§ **SET TASK**: Reproduce every one of the rows below word for word, but leave out the pictures.
--- START RECORD EXTRACTS ---
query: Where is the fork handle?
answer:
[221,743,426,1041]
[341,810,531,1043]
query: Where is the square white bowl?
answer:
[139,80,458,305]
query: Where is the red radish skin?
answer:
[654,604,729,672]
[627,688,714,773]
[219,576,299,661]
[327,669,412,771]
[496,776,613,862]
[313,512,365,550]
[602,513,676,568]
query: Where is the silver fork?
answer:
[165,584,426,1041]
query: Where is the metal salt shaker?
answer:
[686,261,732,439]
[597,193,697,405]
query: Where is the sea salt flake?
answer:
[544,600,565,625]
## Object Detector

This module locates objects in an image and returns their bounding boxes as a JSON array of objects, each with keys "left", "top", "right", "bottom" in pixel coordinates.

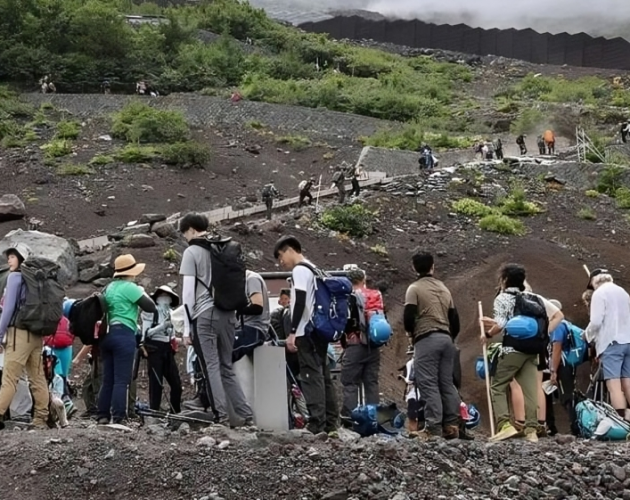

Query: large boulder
[
  {"left": 0, "top": 229, "right": 79, "bottom": 286},
  {"left": 0, "top": 194, "right": 26, "bottom": 222}
]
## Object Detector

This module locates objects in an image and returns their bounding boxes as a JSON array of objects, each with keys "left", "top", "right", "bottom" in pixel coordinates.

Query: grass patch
[{"left": 320, "top": 203, "right": 374, "bottom": 238}]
--- END RECORD EXTRACTS ---
§ **THE COMPLETED TASK**:
query: Where is the fork handle?
answer:
[221,743,426,1041]
[341,810,531,1043]
query: Where is the square white bowl?
answer:
[139,80,458,305]
query: Where is the red radish skin?
answer:
[654,604,729,672]
[627,688,714,773]
[219,576,299,661]
[327,669,412,771]
[496,776,613,862]
[313,512,365,550]
[602,513,676,568]
query: Where is the silver fork?
answer:
[165,584,426,1041]
query: Where is the metal salt shaker?
answer:
[686,261,732,439]
[597,193,697,405]
query: Where is the sea salt flake?
answer:
[544,600,565,625]
## Object Detector

This module locates objects in an image and returns their bounding boxes as a JSON array of objects, each with keys "left", "top", "right", "bottom" in pixel coordinates.


Query: large boulder
[
  {"left": 0, "top": 229, "right": 79, "bottom": 286},
  {"left": 0, "top": 194, "right": 26, "bottom": 222}
]
## Object Detector

This module locates objects in an image and returns their bounding boxes as a JSON array of objects, each with keys "left", "top", "right", "bottom" in pixel coordinates.

Query: grass patch
[{"left": 320, "top": 203, "right": 374, "bottom": 238}]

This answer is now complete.